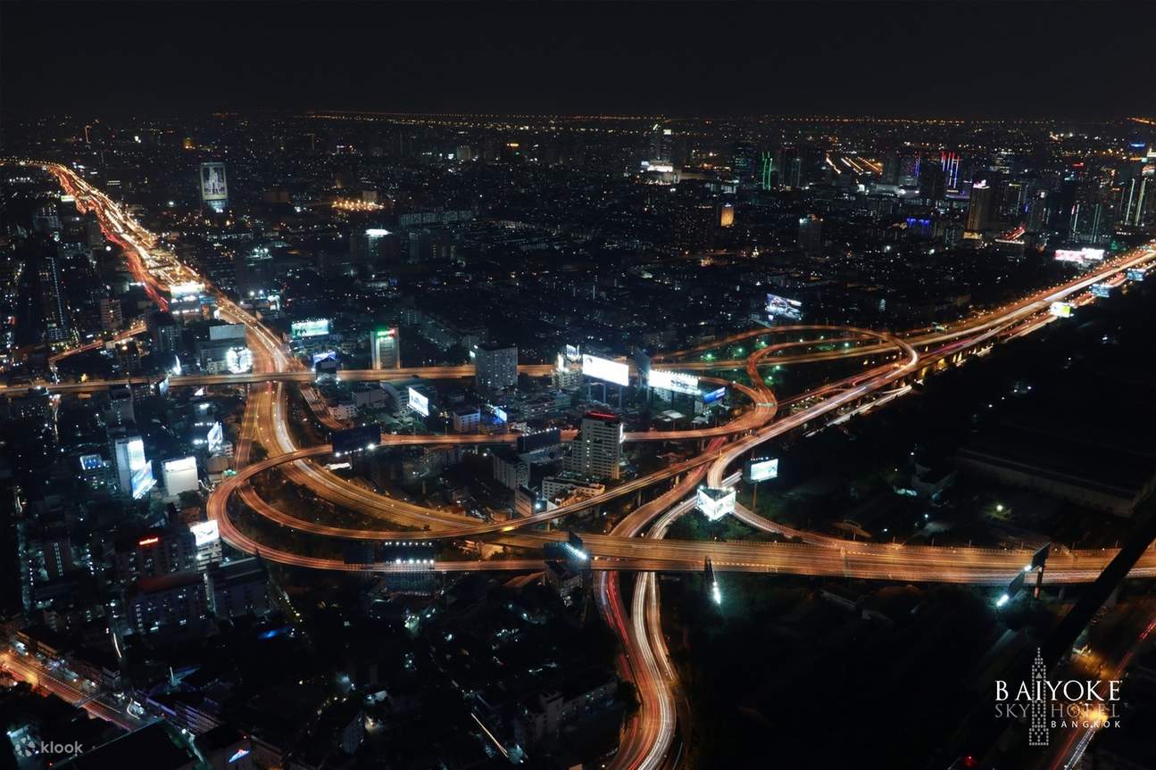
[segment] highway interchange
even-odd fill
[[[75,197],[77,207],[92,210],[111,240],[128,257],[129,267],[160,306],[165,306],[164,290],[169,284],[186,281],[207,283],[157,246],[157,239],[125,214],[103,192],[95,188],[72,169],[43,164],[61,186]],[[188,376],[170,378],[170,386],[208,386],[252,384],[246,400],[242,431],[236,446],[238,474],[218,484],[209,496],[208,512],[217,520],[222,538],[235,548],[262,558],[295,567],[390,572],[409,569],[406,564],[347,564],[343,560],[290,553],[261,543],[243,532],[230,516],[230,501],[236,498],[259,516],[279,525],[319,536],[368,540],[418,540],[452,538],[486,539],[507,546],[541,547],[550,540],[565,538],[562,530],[542,531],[541,525],[590,509],[625,495],[673,480],[673,484],[654,499],[638,505],[609,534],[583,533],[588,564],[594,573],[596,604],[608,624],[622,638],[624,673],[639,691],[640,710],[631,720],[614,760],[616,768],[661,768],[670,762],[670,748],[676,727],[687,728],[686,704],[679,697],[677,679],[666,654],[662,638],[658,587],[654,571],[702,571],[710,558],[717,571],[776,572],[825,575],[903,582],[951,582],[1003,585],[1027,564],[1030,554],[1023,550],[966,547],[911,547],[903,545],[847,542],[827,535],[788,531],[742,509],[736,516],[753,526],[779,532],[803,542],[701,542],[670,541],[664,538],[669,525],[692,510],[692,495],[701,483],[734,483],[729,475],[736,464],[753,450],[790,431],[816,429],[827,421],[846,415],[850,409],[869,407],[872,399],[898,394],[913,380],[927,376],[940,362],[959,361],[1003,339],[1030,333],[1052,321],[1047,309],[1052,302],[1085,302],[1087,289],[1099,281],[1122,274],[1128,267],[1156,258],[1153,246],[1138,249],[1105,261],[1090,273],[1070,282],[1050,287],[1029,297],[959,321],[948,328],[917,330],[889,335],[868,330],[829,326],[793,326],[755,328],[750,332],[712,341],[688,350],[655,356],[654,361],[687,371],[746,370],[753,386],[731,380],[727,384],[750,401],[750,407],[727,425],[688,431],[646,431],[628,434],[629,442],[687,440],[699,452],[652,474],[640,476],[605,495],[592,497],[553,511],[511,519],[479,521],[449,511],[429,509],[394,497],[378,495],[354,484],[316,464],[331,453],[327,445],[296,446],[288,425],[287,384],[302,386],[311,395],[312,372],[295,361],[276,334],[251,313],[216,293],[222,319],[244,324],[249,330],[254,354],[254,372],[246,375]],[[820,339],[818,334],[823,339]],[[802,338],[798,335],[802,334]],[[784,339],[787,335],[795,339]],[[755,346],[744,360],[686,361],[705,350],[726,350],[742,340],[771,340]],[[844,345],[835,350],[818,350],[832,340]],[[92,346],[94,343],[89,343]],[[837,383],[821,385],[805,397],[793,399],[795,408],[779,415],[775,394],[764,384],[759,367],[766,364],[865,358],[872,364],[865,371]],[[875,361],[881,363],[875,364]],[[523,365],[531,376],[549,373],[549,365]],[[464,378],[473,375],[470,367],[408,368],[383,371],[343,371],[349,380],[395,379],[406,377]],[[710,379],[710,378],[704,378]],[[44,386],[53,392],[99,390],[118,382],[53,383]],[[15,393],[27,386],[13,386]],[[0,390],[3,393],[5,390]],[[314,402],[316,403],[316,402]],[[857,407],[855,405],[860,405]],[[672,435],[673,434],[673,435]],[[513,440],[513,436],[393,436],[384,435],[385,445],[496,444]],[[570,436],[568,436],[570,438]],[[250,462],[252,449],[260,444],[267,459]],[[279,511],[261,499],[250,483],[259,473],[279,467],[292,483],[306,486],[318,497],[358,513],[393,521],[405,528],[342,528],[305,521]],[[644,535],[644,536],[639,536]],[[1050,583],[1085,583],[1095,579],[1114,556],[1104,550],[1058,550],[1048,561]],[[440,571],[532,570],[540,569],[540,558],[492,558],[486,561],[439,561]],[[620,571],[637,571],[630,610],[621,597]],[[1147,550],[1132,572],[1133,577],[1156,576],[1156,553]],[[682,713],[680,719],[679,715]],[[686,740],[686,734],[683,734]]]

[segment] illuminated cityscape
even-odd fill
[[[1156,768],[1121,8],[0,8],[0,767]]]

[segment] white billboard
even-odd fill
[[[409,388],[409,408],[423,417],[430,416],[430,400],[413,387]]]
[[[312,318],[310,320],[294,321],[289,325],[291,336],[323,336],[329,333],[328,318]]]
[[[1083,249],[1057,249],[1055,250],[1055,261],[1058,262],[1098,262],[1104,259],[1103,249],[1091,249],[1084,246]]]
[[[209,339],[216,340],[244,340],[245,339],[245,325],[244,324],[216,324],[209,326]]]
[[[651,387],[661,387],[675,393],[689,393],[698,395],[698,378],[681,371],[665,371],[662,369],[651,369]]]
[[[190,524],[188,531],[193,533],[193,539],[198,548],[208,546],[221,539],[221,530],[217,526],[216,519]]]
[[[630,384],[630,368],[627,364],[599,358],[587,353],[581,356],[581,373],[615,385]]]
[[[718,521],[727,513],[734,513],[734,498],[733,489],[699,487],[695,502],[703,516],[711,521]]]
[[[224,163],[201,163],[201,200],[208,202],[228,199]]]
[[[224,351],[224,368],[234,375],[253,370],[253,351],[249,348],[229,348]]]
[[[170,496],[197,491],[197,458],[165,460],[161,465],[161,475],[164,477],[164,489]]]
[[[768,479],[779,477],[779,459],[777,457],[761,457],[747,462],[747,481],[757,483]]]
[[[786,318],[788,320],[802,319],[802,303],[798,299],[787,299],[777,294],[766,295],[766,314],[771,318]]]
[[[199,297],[205,294],[205,284],[197,281],[185,281],[184,283],[170,283],[169,294],[173,299],[185,299],[187,297]]]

◆ ◆ ◆

**THE EXERCISE:**
Can you extract every line of the material above verbatim, leaving out the picture?

**THE COMPLETED TASK:**
[segment] highway interchange
even-odd fill
[[[75,197],[77,207],[92,210],[111,240],[128,257],[129,267],[160,306],[165,306],[164,290],[169,284],[186,281],[207,283],[157,246],[157,239],[125,214],[103,192],[95,188],[72,169],[43,164],[61,186]],[[188,376],[170,378],[170,386],[208,386],[252,384],[246,400],[242,431],[236,446],[238,474],[218,484],[209,496],[208,512],[217,520],[222,538],[235,548],[262,558],[295,567],[390,572],[409,569],[406,564],[347,564],[343,560],[290,553],[261,543],[243,532],[230,516],[230,501],[236,498],[259,516],[279,525],[319,536],[368,540],[418,540],[452,538],[486,539],[507,546],[541,547],[550,540],[565,538],[562,530],[542,531],[541,525],[590,509],[625,495],[673,480],[673,484],[654,499],[638,505],[609,534],[583,533],[588,564],[594,573],[596,604],[608,624],[622,638],[624,673],[639,691],[640,710],[631,720],[614,760],[616,768],[661,768],[670,762],[670,748],[676,727],[687,728],[686,704],[679,697],[677,679],[666,654],[662,638],[658,587],[654,571],[702,571],[710,558],[717,571],[776,572],[825,575],[903,582],[951,582],[1003,585],[1027,564],[1030,554],[1023,550],[966,547],[911,547],[903,545],[847,542],[827,535],[788,531],[742,509],[736,516],[753,526],[779,532],[803,542],[701,542],[670,541],[664,538],[669,525],[692,510],[692,495],[701,483],[734,483],[729,475],[736,464],[753,450],[790,431],[816,429],[827,421],[846,415],[850,409],[869,407],[872,399],[898,394],[913,380],[927,376],[940,362],[959,361],[1003,339],[1030,333],[1052,321],[1047,309],[1052,302],[1085,302],[1087,289],[1099,281],[1122,274],[1128,267],[1156,258],[1153,246],[1138,249],[1105,261],[1090,273],[1070,282],[1050,287],[1029,297],[959,321],[948,328],[917,330],[889,335],[868,330],[829,326],[793,326],[755,328],[750,332],[712,341],[688,350],[655,356],[654,361],[687,371],[746,370],[753,386],[731,380],[727,384],[750,401],[750,407],[727,425],[688,431],[646,431],[628,434],[629,442],[687,440],[699,452],[652,474],[640,476],[605,495],[592,497],[553,511],[511,519],[479,521],[449,511],[429,509],[394,497],[378,495],[354,484],[316,464],[331,453],[327,445],[296,446],[288,425],[287,384],[302,386],[311,395],[312,372],[295,361],[276,334],[251,313],[216,293],[222,319],[244,324],[249,330],[254,354],[254,372],[246,375]],[[820,339],[818,334],[823,339]],[[802,338],[798,335],[802,334]],[[784,339],[787,335],[795,339]],[[755,346],[744,360],[686,361],[705,350],[726,350],[742,340],[771,340]],[[844,345],[835,350],[818,350],[832,340]],[[92,346],[94,343],[89,343]],[[837,383],[821,385],[805,397],[793,399],[795,408],[779,415],[775,394],[764,384],[759,367],[766,364],[865,358],[872,364],[865,371]],[[875,361],[881,363],[875,364]],[[523,365],[531,376],[549,373],[549,365]],[[464,378],[473,375],[470,367],[408,368],[383,371],[343,371],[349,380],[395,379],[406,377]],[[710,379],[710,378],[704,378]],[[44,386],[53,392],[99,390],[118,382],[53,383]],[[15,393],[27,386],[13,386]],[[0,390],[3,393],[5,390]],[[314,402],[316,403],[316,402]],[[857,407],[855,405],[860,405]],[[672,435],[673,434],[673,435]],[[513,440],[513,436],[393,436],[384,435],[385,445],[496,444]],[[570,436],[568,436],[570,438]],[[250,462],[252,449],[260,444],[267,459]],[[279,511],[261,499],[250,483],[259,473],[279,467],[292,483],[306,486],[318,497],[358,513],[393,521],[405,528],[342,528],[305,521]],[[644,535],[644,536],[639,536]],[[1050,583],[1085,583],[1095,579],[1114,556],[1104,550],[1058,550],[1048,561]],[[440,571],[532,570],[540,569],[540,558],[492,558],[486,561],[439,561]],[[620,571],[637,571],[630,610],[621,597]],[[1147,550],[1132,572],[1133,577],[1156,576],[1156,553]],[[682,713],[680,719],[679,715]],[[686,740],[686,734],[683,734]]]

[segment] illuminated cityscape
even-odd fill
[[[1156,768],[1121,8],[0,8],[0,767]]]

[segment] white billboard
even-odd fill
[[[409,388],[409,408],[423,417],[430,416],[430,400],[413,387]]]
[[[312,318],[310,320],[294,321],[289,325],[291,336],[323,336],[329,333],[328,318]]]
[[[1083,249],[1057,249],[1055,250],[1055,261],[1058,262],[1098,262],[1104,259],[1103,249],[1091,249],[1084,246]]]
[[[209,339],[216,340],[244,340],[245,339],[245,325],[244,324],[216,324],[209,326]]]
[[[651,387],[661,387],[675,393],[689,393],[698,395],[698,378],[681,371],[665,371],[662,369],[651,369]]]
[[[190,524],[188,531],[193,533],[193,539],[198,548],[208,546],[221,539],[221,530],[217,526],[216,519]]]
[[[630,384],[630,368],[627,364],[599,358],[587,353],[581,356],[581,373],[615,385]]]
[[[718,521],[727,513],[734,513],[734,498],[733,489],[699,487],[695,502],[703,516],[711,521]]]
[[[224,163],[201,163],[201,200],[208,202],[228,199]]]
[[[224,351],[224,368],[234,375],[253,370],[253,351],[249,348],[229,348]]]
[[[170,496],[197,491],[197,458],[165,460],[161,465],[161,475],[164,477],[164,489]]]
[[[768,479],[779,477],[779,459],[777,457],[761,457],[747,462],[747,481],[757,483]]]
[[[786,318],[788,320],[802,319],[802,303],[798,299],[787,299],[777,294],[766,295],[766,314],[771,318]]]
[[[199,297],[205,294],[205,284],[197,281],[185,281],[184,283],[170,283],[169,294],[173,299],[185,299],[187,297]]]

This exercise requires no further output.